:: WHAT YOU WILL DO ::
Using the records below, find every line that includes "satellite" and copy it.

:: RECORDS SHOWN ::
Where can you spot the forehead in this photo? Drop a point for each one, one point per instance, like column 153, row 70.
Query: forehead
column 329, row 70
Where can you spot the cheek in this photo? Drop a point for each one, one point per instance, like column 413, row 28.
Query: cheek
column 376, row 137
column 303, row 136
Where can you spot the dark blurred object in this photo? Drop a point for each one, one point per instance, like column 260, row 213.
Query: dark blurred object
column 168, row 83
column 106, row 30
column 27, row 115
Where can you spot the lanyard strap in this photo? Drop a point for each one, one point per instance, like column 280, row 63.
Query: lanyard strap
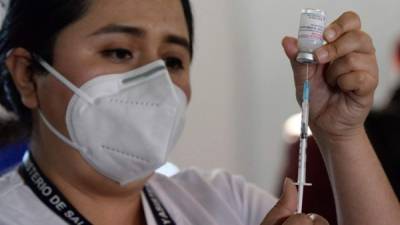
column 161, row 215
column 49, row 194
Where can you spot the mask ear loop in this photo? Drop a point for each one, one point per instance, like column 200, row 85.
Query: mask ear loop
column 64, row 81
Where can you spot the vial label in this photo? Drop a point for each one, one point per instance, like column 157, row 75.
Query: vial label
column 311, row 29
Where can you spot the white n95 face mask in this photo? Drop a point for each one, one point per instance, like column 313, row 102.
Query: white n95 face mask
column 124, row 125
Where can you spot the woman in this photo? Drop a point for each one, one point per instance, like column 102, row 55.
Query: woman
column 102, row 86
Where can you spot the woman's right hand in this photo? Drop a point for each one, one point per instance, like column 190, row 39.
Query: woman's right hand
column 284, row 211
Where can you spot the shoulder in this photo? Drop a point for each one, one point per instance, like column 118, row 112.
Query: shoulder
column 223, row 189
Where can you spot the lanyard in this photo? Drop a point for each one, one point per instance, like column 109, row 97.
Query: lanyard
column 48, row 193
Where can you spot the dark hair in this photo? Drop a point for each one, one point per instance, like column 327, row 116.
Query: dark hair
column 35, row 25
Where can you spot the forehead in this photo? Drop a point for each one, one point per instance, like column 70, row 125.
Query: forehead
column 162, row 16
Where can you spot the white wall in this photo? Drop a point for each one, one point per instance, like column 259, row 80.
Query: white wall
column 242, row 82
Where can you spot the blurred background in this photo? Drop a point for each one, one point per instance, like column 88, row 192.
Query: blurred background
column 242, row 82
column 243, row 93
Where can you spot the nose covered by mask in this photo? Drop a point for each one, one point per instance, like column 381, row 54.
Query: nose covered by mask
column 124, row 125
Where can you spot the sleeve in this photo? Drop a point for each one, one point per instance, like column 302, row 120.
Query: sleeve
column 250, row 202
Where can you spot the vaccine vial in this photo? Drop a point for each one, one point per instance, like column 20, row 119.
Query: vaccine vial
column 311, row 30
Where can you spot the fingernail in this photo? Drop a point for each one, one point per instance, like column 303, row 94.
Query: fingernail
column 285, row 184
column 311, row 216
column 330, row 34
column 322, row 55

==

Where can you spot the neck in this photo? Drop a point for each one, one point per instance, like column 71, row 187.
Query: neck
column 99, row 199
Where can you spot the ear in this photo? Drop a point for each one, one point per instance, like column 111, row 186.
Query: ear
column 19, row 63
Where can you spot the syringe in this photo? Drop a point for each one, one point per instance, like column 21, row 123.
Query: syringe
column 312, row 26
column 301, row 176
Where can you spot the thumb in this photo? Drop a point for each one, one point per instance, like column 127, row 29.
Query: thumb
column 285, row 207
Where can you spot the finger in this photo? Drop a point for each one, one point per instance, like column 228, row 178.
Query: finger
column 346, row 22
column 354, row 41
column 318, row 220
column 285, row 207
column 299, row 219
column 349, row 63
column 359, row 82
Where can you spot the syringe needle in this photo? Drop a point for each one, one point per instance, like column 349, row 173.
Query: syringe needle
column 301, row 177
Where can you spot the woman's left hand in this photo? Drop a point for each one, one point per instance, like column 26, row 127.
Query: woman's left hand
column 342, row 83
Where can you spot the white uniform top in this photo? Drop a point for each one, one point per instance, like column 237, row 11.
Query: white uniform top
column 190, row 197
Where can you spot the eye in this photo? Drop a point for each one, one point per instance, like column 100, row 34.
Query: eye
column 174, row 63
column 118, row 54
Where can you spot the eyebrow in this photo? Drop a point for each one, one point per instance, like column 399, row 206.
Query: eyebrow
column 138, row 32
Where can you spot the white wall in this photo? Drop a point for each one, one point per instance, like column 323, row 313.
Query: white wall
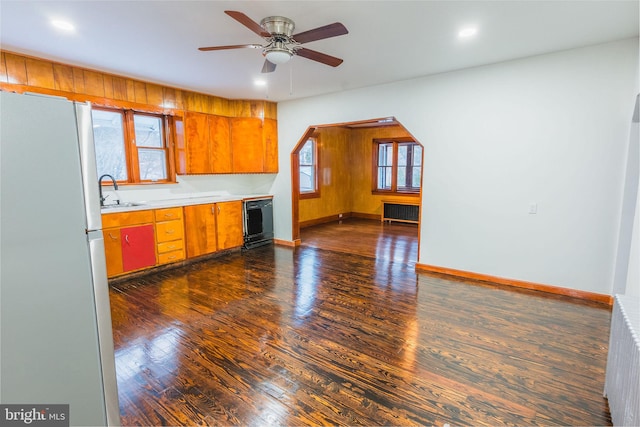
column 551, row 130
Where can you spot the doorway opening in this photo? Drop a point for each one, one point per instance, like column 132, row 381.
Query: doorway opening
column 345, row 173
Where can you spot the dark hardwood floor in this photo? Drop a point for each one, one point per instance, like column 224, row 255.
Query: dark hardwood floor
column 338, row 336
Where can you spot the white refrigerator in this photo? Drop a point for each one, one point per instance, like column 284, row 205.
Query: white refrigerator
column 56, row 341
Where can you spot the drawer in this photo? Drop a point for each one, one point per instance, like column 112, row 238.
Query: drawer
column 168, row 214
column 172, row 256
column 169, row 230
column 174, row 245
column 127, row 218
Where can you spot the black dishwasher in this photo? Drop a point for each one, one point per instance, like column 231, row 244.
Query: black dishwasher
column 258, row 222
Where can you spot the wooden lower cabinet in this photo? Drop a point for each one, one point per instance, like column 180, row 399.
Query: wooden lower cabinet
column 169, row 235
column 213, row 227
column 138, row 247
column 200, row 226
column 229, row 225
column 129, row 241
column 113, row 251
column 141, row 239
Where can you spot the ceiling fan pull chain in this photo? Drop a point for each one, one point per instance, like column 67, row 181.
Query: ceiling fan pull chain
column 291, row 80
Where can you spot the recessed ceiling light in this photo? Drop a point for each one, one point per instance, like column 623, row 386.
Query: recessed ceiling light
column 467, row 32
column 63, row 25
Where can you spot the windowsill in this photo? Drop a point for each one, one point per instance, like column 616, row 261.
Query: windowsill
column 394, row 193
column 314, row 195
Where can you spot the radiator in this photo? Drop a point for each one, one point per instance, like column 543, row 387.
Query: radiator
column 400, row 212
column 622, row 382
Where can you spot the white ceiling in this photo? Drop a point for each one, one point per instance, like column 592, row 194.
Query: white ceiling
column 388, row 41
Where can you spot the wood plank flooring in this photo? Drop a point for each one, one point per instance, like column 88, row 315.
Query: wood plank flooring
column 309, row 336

* * *

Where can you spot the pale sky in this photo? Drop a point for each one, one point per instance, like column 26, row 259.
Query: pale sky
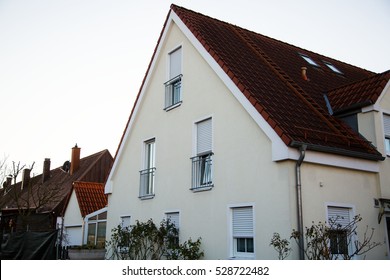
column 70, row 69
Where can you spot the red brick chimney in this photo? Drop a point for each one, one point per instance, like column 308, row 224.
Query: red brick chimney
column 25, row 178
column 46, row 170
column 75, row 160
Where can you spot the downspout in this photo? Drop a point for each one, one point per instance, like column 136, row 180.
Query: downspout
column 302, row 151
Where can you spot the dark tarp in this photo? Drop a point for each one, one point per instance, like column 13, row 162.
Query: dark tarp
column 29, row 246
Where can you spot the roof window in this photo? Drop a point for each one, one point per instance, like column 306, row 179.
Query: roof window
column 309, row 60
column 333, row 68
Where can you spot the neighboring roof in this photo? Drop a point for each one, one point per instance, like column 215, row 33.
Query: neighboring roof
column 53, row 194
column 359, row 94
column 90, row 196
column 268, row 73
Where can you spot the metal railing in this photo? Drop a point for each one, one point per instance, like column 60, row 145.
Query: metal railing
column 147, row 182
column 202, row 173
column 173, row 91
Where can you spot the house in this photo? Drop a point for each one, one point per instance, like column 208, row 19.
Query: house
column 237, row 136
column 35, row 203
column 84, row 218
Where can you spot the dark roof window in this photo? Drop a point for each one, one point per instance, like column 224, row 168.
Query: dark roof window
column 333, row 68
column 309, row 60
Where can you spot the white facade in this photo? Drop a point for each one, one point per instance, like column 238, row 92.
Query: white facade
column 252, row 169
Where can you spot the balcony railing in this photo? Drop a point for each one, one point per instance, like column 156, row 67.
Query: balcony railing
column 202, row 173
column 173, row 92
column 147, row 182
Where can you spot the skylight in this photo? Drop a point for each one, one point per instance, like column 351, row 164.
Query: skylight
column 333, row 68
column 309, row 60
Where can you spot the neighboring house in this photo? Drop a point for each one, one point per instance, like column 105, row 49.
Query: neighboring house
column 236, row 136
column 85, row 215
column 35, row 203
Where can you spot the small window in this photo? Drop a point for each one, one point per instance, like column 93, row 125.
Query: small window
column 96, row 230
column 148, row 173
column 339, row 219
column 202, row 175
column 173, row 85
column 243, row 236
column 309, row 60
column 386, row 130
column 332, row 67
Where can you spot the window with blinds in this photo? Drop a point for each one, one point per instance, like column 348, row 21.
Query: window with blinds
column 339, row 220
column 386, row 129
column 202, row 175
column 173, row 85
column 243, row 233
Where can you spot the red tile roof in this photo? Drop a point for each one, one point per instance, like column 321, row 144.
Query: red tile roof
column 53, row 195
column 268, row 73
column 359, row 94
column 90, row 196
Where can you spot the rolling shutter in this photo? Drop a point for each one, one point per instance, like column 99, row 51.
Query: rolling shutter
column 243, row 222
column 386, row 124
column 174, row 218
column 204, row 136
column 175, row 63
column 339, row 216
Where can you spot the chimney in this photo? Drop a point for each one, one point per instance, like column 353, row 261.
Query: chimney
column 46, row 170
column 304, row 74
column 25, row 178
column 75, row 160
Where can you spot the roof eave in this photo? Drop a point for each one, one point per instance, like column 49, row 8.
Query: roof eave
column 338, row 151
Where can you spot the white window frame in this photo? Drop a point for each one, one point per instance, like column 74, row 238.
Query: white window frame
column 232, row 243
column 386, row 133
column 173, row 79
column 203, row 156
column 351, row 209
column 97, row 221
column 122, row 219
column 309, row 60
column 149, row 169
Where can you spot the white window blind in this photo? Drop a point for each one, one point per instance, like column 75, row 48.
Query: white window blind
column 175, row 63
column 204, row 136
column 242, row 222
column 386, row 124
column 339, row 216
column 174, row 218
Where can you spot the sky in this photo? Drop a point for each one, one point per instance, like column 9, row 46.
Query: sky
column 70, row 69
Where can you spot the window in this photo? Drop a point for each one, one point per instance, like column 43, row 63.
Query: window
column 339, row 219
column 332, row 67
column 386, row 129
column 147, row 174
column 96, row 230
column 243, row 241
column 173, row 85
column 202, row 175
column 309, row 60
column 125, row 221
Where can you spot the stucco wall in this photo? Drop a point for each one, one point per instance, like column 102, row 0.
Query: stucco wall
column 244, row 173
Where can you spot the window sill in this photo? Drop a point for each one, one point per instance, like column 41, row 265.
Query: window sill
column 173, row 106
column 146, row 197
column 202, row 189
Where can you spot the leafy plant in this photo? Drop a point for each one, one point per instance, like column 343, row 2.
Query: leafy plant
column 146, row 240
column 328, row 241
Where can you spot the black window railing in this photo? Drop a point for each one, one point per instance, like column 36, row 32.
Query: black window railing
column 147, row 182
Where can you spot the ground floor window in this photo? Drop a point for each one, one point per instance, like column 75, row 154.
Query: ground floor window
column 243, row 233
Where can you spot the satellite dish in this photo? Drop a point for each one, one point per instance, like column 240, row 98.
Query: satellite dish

:: EXERCISE RESULT ::
Where can you spot the satellite dish in this photo? Drop a point for each one, one point per instance, like column 240, row 98.
Query: satellite dish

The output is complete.